● **Problem to solve**
Leave out the pictures and restate the rest of the data exactly.

----

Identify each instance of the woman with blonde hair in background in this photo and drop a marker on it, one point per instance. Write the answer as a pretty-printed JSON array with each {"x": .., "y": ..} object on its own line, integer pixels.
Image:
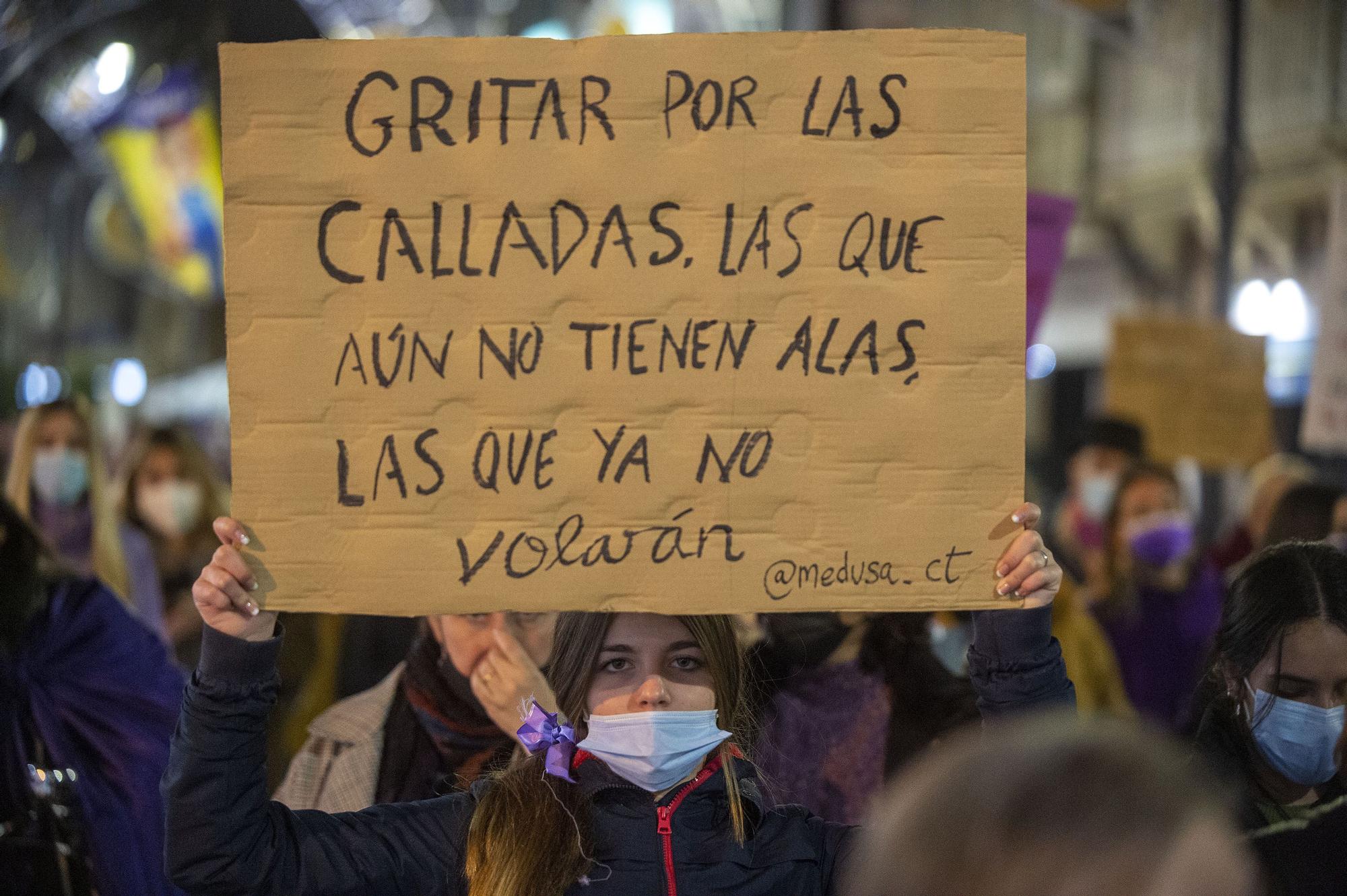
[
  {"x": 172, "y": 494},
  {"x": 57, "y": 479}
]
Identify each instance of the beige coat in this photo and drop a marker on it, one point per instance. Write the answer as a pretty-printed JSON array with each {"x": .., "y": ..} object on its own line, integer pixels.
[{"x": 337, "y": 769}]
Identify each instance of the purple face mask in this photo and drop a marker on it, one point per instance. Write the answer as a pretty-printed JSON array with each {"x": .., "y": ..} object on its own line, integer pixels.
[{"x": 1159, "y": 541}]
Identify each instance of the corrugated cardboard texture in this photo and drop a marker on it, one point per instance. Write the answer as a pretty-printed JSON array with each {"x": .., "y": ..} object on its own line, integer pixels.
[
  {"x": 887, "y": 487},
  {"x": 1195, "y": 386}
]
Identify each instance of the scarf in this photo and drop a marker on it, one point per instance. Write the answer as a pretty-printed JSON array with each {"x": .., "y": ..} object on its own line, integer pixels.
[{"x": 436, "y": 730}]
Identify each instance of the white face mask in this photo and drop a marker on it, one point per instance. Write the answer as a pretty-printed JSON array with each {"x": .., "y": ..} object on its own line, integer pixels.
[
  {"x": 654, "y": 750},
  {"x": 60, "y": 475},
  {"x": 172, "y": 506}
]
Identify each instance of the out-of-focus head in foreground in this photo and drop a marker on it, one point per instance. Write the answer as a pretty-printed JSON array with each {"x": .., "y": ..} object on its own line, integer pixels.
[{"x": 1053, "y": 806}]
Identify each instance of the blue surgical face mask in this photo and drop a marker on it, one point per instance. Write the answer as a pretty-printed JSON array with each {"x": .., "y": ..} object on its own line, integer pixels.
[
  {"x": 1298, "y": 739},
  {"x": 654, "y": 750},
  {"x": 60, "y": 475}
]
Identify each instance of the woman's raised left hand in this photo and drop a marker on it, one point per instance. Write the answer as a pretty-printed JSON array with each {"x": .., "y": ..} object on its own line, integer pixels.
[
  {"x": 506, "y": 679},
  {"x": 1027, "y": 570}
]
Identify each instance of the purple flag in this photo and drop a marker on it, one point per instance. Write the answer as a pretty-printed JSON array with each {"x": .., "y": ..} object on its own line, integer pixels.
[{"x": 1045, "y": 245}]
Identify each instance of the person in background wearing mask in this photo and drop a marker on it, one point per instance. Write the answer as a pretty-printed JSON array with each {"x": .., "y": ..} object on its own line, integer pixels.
[
  {"x": 57, "y": 481},
  {"x": 442, "y": 719},
  {"x": 1105, "y": 448},
  {"x": 1053, "y": 806},
  {"x": 88, "y": 701},
  {"x": 1268, "y": 482},
  {"x": 1309, "y": 513},
  {"x": 1272, "y": 707},
  {"x": 1162, "y": 600},
  {"x": 172, "y": 494},
  {"x": 640, "y": 789}
]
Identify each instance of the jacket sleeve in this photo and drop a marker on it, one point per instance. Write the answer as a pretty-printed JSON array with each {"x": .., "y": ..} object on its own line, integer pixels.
[
  {"x": 840, "y": 846},
  {"x": 224, "y": 836},
  {"x": 1016, "y": 664}
]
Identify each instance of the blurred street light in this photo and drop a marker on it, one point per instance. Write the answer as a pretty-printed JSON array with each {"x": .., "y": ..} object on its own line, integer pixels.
[
  {"x": 1253, "y": 312},
  {"x": 112, "y": 67},
  {"x": 129, "y": 381},
  {"x": 1039, "y": 361},
  {"x": 38, "y": 385},
  {"x": 1292, "y": 322},
  {"x": 1282, "y": 311}
]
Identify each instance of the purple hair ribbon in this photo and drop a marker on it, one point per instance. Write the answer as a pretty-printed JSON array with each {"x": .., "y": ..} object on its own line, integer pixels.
[{"x": 542, "y": 732}]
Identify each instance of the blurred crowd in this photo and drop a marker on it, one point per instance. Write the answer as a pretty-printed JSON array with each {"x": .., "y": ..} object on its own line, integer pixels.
[{"x": 1236, "y": 652}]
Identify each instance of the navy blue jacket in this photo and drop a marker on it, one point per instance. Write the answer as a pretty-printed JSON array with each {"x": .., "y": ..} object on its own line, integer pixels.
[{"x": 227, "y": 839}]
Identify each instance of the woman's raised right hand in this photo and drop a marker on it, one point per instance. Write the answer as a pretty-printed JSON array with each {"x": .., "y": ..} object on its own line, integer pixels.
[{"x": 224, "y": 590}]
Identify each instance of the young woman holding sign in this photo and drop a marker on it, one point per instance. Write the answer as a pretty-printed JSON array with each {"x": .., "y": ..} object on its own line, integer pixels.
[{"x": 646, "y": 794}]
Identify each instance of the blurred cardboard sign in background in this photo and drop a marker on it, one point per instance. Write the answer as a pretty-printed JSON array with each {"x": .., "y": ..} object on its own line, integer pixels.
[
  {"x": 692, "y": 323},
  {"x": 1195, "y": 386},
  {"x": 1325, "y": 423}
]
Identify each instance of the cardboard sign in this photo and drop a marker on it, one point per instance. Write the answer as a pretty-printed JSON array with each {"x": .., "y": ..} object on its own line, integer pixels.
[
  {"x": 1325, "y": 423},
  {"x": 1195, "y": 386},
  {"x": 678, "y": 323}
]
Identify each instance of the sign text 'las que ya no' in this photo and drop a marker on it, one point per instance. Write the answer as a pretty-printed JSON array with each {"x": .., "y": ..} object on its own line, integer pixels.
[{"x": 680, "y": 323}]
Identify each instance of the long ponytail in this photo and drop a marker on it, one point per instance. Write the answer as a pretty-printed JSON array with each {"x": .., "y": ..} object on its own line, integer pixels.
[{"x": 531, "y": 832}]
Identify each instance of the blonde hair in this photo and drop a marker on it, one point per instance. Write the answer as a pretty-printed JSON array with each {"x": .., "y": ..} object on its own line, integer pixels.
[
  {"x": 108, "y": 563},
  {"x": 531, "y": 832},
  {"x": 195, "y": 463}
]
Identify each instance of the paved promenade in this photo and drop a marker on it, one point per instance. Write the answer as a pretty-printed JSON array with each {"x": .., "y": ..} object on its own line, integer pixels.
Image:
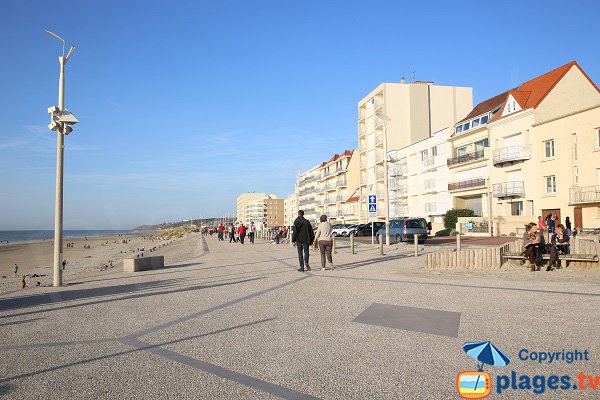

----

● **Output for this task**
Identify each instance of the woman with blonde hair in background in this photo and drop a marker on it, one point per instance. Write the answer as a pretty-printed JSON array with each {"x": .., "y": ..} object on its own line, integer pixels.
Image:
[
  {"x": 172, "y": 494},
  {"x": 57, "y": 479}
]
Identify each instance of the beige coat in this photo and drop a marker on it, one point per instance. Write the answer as a pretty-printed JSON array with each {"x": .., "y": ..} object on its own line, integer pixels.
[{"x": 337, "y": 769}]
Identify each instance of the purple face mask in this photo and drop a marker on it, one point per instance. Write the answer as a pretty-printed JSON array with each {"x": .., "y": ..} object on its own line, integer pixels.
[{"x": 1159, "y": 541}]
Identify each instance of the corrugated cardboard texture in this photo and drop a marker on it, one point per instance. Write the answer as a pretty-printed JSON array with each {"x": .., "y": ..} object on its own line, integer pixels.
[
  {"x": 887, "y": 487},
  {"x": 1195, "y": 386}
]
Identify each instance of the scarf in this photo and drop a marker on it, one point per instance. Write the answer as a pretty-printed JSON array with each {"x": .., "y": ..} object on its own line, integer pixels.
[{"x": 436, "y": 730}]
Identify each instance of the white face mask in this photo and drop a marker on it, one point per instance. Write the answer as a pretty-printed JSON array with each {"x": .., "y": ..} object on its own line, integer pixels.
[
  {"x": 654, "y": 750},
  {"x": 60, "y": 475},
  {"x": 172, "y": 506}
]
Identify each instance of the out-of-focus head in foreground in this photo and drop a marker on it, one point per instance. Write the answer as a pretty-printed JSON array with each {"x": .., "y": ..} object on its own line, integer pixels.
[{"x": 1053, "y": 806}]
Identify each instance of the blue surgical face mask in this photo and drop a marker on it, one point per instance. Write the answer as a pretty-printed JSON array with each {"x": .., "y": ..} object on its own line, integer pixels.
[
  {"x": 1298, "y": 739},
  {"x": 654, "y": 750},
  {"x": 60, "y": 475}
]
Identify each instance of the woman's raised left hand in this photo and drop a marker on it, one point per instance. Write the answer as a pretty-printed JSON array with each {"x": .., "y": ..} object on its own line, integer pixels.
[
  {"x": 506, "y": 679},
  {"x": 1027, "y": 570}
]
Identify each instance of the purple flag in this photo and drop a marker on it, one point per instance. Write the answer as a pretty-printed JSON array with each {"x": .., "y": ..} object on its own line, integer pixels.
[{"x": 1045, "y": 245}]
Identify each instance of the person in background wearing mask in this photo and drop a marker on it, one point per instance. Write the answer as a pretty-printed JSON array with each {"x": .., "y": ..} object on its own line, integer pixels.
[
  {"x": 57, "y": 481},
  {"x": 442, "y": 719},
  {"x": 1105, "y": 448},
  {"x": 1053, "y": 806},
  {"x": 88, "y": 701},
  {"x": 1268, "y": 482},
  {"x": 1309, "y": 513},
  {"x": 1272, "y": 707},
  {"x": 1162, "y": 600},
  {"x": 172, "y": 494},
  {"x": 640, "y": 789}
]
Identify each instance of the jacket sleeve in this photo and drop a marker on it, one point per instance. Write the answer as a pretty-printed JSON array with each {"x": .., "y": ..} object on its own line, integer pixels.
[
  {"x": 840, "y": 846},
  {"x": 224, "y": 836},
  {"x": 1016, "y": 664}
]
Identify each instance of the blurred street light in this photo and drop a marker on it, one point per instance. Write the answer as a pretty-printed JSON array with each {"x": .., "y": ..} object on its own line, integer pixels.
[
  {"x": 1253, "y": 312},
  {"x": 112, "y": 67},
  {"x": 129, "y": 381},
  {"x": 1039, "y": 361},
  {"x": 38, "y": 385},
  {"x": 1292, "y": 322},
  {"x": 1282, "y": 311}
]
Identify each instance of the purple hair ribbon in this photo and drop a marker on it, one point per instance. Write the answer as a pretty-printed JSON array with each {"x": .., "y": ..} object on its own line, integer pixels.
[{"x": 542, "y": 732}]
Identify each instance of the blurred crowd in this photo and drop a marker on it, one point per instance. Write the answer as a pretty-printed JSON array with each {"x": .., "y": ..} object on its own line, integer pixels.
[{"x": 1236, "y": 652}]
Identify each instance of the navy blue jacket in this photo and drop a marker on it, one point per instance. Write the answer as a pretty-printed JSON array with each {"x": .., "y": ..} object on its own line, integer pixels.
[{"x": 227, "y": 839}]
Identify each instance of the woman's raised right hand in this photo and drop a marker on it, one point per instance. Write the answer as a pretty-printed JSON array with each {"x": .., "y": ..} object on its own line, integer pixels.
[{"x": 224, "y": 590}]
Identify each instance of the young woman holding sign in this photo and drop a marker on it, one point per instance. Write the answer as a pretty-printed JSON array with each {"x": .., "y": ..} object on its own line, integer pixels.
[{"x": 646, "y": 794}]
Identify each instance of the blurred cardboard sign in background in this photo and drop a marker on it, one point per instance. Write the answer as a pretty-printed JSON array with each {"x": .., "y": ..} object on its own line, integer pixels.
[
  {"x": 692, "y": 323},
  {"x": 1195, "y": 386},
  {"x": 1325, "y": 423}
]
Identify each instance of the cardboard sign in this photo and drop a marker on it, one point per instance. Write the answer as a pretty-printed JSON array with each {"x": .., "y": ..} object on its own line, integer pixels.
[
  {"x": 1325, "y": 423},
  {"x": 1195, "y": 386},
  {"x": 678, "y": 323}
]
Identify each instance of the sign text 'las que ya no' in this photo and drop a marker on it, one point per instance. Write the answer as a pretty-printed JSON array with each {"x": .., "y": ..} object on its own line, integer pixels.
[{"x": 680, "y": 323}]
Identify each instance of the long ponytail in this photo and drop a marker on it, one point per instance. Write the answer as a pretty-printed JSON array with each {"x": .., "y": ..} object on its own line, integer pixels.
[{"x": 531, "y": 832}]
Identify each instance of the blonde hair in this photo and drop a marker on it, one point per instance. Write the answer as a pretty-printed JSON array with each {"x": .., "y": ..} object on its own line, integer pixels.
[
  {"x": 108, "y": 563},
  {"x": 531, "y": 832},
  {"x": 195, "y": 463}
]
Identify each instance of the paved promenade in this photo and drop a marker on it, one point per instance. Write the answer as a pretty-printed JSON array with each {"x": .., "y": ..} object on its own line, integer pixels.
Image:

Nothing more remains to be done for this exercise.